TO DO:
1. Answer these questions about the blog post on hauling the fridge:
(a) How long have the narrator and Jan been dating?
(b) What is the name of the dog in the truck bed?
(c) Which lake is the cottage in Maine near?
2. Print the records from the line that contains "Place a point on every instance of the orange decorated" through the end of the records, including both of those lines.

-- TEXT SECTION start --

Haulin’ the fridge

Cindy ZelmanBY CINDY ZELMAN
Lesbian.com

Life has been a little too serious lately and so has my blogging. This week I lighten up by sharing a tongue-in-cheek story of one my (numerous) questionable relationships.

I’m sitting in an old truck hauling a refrigerator ––olive green, a throwaway from someone’s basement — a thirty year old refrigerator in the back of a twenty year old truck. I’m sitting next to Jan who’s driving; we’ve been dating for three months and already we’re moving appliances together.

We got the fridge from two gay guys who’ve sold their beautiful home in in the country to move into an even more beautiful home by the ocean. They offered Jan this old piece of crap refrigerator for her ramshackle, ready to cave-in cottage, her “vacation home” in Maine. It’s ninety frigging degrees out and the truck’s a/c is busted. The refrigerator weighs two hundred pounds at least, and here we are bringing it up to Maine to our “love nest” by Little Sebago Lake. We even have a dog named Dido energetically running from one side of the truck bed to the other. We need someone from The Lesbian News to take our picture for this week’s Happy Alternative Family of the Week.

Jan has long brown-turning-blond-from-the-sun-hair blowing in the hot breeze, and my hair is just longer than crew. I’m wearing a white tank, my muscles ripped. You’d think you know who butch and femme are. She’s the pretty one and the one who wears dresses. She paints her nails. She sprays on the perfume. But I’m the one who would buy a new refrigerator or book a trip to a luxury resort. At least I’d get the A/C fixed if I’d been given the choice. Jan doesn’t give me choices, just opportunities, like this one, to spend the hottest afternoon of the entire summer in a beat up old pickup, on a road trip more than one hundred miles long.

Jan has a contented and stupid grin on her face. She probably thinks we’ll be married soon. You don’t start hauling thirty-year old refrigerators three hours into Maine with just anybody. You don’t stand there in the blazing August sun determining which law of physics will allow you to leverage an appliance, that by any God given mercy, should be dead by now. The thing still works. Somehow, we managed to lift the fridge and maneuver it in a series of muscle-tearing pulls and pushes up the steps from the basement and then onto the truck bed.

-- TEXT SECTION end --
-- SUPPLIED MATERIAL start --

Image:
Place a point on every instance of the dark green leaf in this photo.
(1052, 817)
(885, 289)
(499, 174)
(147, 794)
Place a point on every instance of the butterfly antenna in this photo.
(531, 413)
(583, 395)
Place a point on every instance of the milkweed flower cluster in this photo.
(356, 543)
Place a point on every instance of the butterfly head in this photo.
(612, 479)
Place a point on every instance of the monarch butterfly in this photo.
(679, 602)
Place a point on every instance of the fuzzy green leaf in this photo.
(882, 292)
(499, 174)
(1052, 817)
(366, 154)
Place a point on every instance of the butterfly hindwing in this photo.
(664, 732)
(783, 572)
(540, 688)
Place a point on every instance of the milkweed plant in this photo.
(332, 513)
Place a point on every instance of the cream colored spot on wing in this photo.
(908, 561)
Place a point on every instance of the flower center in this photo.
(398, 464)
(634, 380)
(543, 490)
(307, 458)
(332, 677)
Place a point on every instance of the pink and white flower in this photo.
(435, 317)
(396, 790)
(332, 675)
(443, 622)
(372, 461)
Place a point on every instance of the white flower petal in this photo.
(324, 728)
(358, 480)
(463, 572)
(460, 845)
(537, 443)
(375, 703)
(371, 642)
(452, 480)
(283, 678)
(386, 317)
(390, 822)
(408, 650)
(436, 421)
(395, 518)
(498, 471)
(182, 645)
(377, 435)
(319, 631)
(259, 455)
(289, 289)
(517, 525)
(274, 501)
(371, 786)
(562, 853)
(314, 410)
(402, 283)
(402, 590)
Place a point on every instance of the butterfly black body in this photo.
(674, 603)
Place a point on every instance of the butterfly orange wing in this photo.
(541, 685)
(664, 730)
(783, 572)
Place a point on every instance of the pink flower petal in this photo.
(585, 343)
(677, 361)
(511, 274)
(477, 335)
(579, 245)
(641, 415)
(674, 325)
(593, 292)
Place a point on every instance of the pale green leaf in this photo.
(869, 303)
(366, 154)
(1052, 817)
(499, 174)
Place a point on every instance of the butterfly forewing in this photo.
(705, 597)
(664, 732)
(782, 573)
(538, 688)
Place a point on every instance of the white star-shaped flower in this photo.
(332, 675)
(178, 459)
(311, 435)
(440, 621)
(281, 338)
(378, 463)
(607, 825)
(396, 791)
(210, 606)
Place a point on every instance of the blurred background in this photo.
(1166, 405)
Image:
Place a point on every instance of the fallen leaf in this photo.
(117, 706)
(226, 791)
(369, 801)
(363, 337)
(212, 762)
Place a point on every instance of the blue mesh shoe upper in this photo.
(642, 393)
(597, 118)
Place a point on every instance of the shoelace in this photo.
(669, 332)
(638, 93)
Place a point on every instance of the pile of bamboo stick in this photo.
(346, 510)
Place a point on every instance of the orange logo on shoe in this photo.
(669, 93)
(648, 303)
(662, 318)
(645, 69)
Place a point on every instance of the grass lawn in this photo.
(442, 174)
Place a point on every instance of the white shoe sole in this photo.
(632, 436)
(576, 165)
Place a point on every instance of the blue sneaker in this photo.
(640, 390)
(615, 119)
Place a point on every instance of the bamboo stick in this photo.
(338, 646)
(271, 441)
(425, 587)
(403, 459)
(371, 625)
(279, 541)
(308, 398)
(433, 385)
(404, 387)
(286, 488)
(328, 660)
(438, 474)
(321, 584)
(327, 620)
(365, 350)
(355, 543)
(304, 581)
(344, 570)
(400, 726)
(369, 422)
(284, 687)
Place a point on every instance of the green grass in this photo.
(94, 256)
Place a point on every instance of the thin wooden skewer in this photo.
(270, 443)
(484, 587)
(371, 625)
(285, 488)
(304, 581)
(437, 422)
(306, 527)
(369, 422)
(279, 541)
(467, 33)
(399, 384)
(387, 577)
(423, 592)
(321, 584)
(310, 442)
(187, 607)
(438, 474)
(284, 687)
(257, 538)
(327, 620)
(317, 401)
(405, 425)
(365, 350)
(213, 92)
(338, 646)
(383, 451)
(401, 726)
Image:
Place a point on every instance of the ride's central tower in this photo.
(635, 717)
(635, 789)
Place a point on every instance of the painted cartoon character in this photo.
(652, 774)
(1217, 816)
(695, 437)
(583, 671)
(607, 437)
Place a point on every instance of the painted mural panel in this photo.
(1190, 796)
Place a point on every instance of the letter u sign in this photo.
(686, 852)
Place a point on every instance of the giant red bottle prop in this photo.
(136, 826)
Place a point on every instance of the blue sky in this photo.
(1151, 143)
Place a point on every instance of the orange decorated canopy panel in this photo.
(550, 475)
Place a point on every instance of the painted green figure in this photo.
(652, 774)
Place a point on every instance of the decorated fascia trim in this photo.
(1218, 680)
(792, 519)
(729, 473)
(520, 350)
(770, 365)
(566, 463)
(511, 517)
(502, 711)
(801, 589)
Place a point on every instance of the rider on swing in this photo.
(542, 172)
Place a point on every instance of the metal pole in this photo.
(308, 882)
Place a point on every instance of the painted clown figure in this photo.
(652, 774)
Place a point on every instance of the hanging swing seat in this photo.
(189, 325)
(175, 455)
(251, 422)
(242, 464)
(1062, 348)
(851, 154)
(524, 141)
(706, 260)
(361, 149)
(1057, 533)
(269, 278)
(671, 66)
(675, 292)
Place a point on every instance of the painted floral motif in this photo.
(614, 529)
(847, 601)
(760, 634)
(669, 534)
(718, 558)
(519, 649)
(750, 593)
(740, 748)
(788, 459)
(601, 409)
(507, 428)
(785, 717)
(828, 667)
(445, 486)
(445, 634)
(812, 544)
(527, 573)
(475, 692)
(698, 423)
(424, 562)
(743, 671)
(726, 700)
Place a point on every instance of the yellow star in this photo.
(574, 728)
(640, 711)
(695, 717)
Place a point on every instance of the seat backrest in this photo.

-- SUPPLIED MATERIAL end --

COMPLETE ANSWERS:
1.
(a) Three months.
(b) Dido.
(c) Little Sebago Lake.

2.
Place a point on every instance of the orange decorated canopy panel in this photo.
(550, 475)
Place a point on every instance of the painted green figure in this photo.
(652, 774)
Place a point on every instance of the decorated fascia trim in this photo.
(1218, 680)
(792, 519)
(729, 473)
(520, 350)
(770, 365)
(566, 463)
(511, 517)
(502, 711)
(801, 589)
Place a point on every instance of the rider on swing in this photo.
(542, 172)
Place a point on every instance of the metal pole in this photo.
(308, 882)
Place a point on every instance of the painted clown figure in this photo.
(652, 774)
Place a point on every instance of the hanging swing seat in this photo.
(189, 325)
(175, 455)
(251, 422)
(242, 464)
(1062, 348)
(851, 154)
(524, 141)
(706, 260)
(361, 149)
(1057, 533)
(269, 278)
(671, 66)
(675, 292)
Place a point on every instance of the painted floral motif in this photo.
(614, 529)
(847, 601)
(760, 634)
(669, 534)
(718, 558)
(519, 649)
(750, 593)
(740, 748)
(788, 459)
(601, 409)
(507, 428)
(785, 717)
(828, 667)
(445, 486)
(445, 634)
(812, 544)
(527, 573)
(475, 692)
(698, 423)
(424, 562)
(743, 671)
(726, 700)
Place a point on every instance of the yellow star in this photo.
(574, 728)
(640, 711)
(695, 717)
Place a point on every instance of the seat backrest in this photo.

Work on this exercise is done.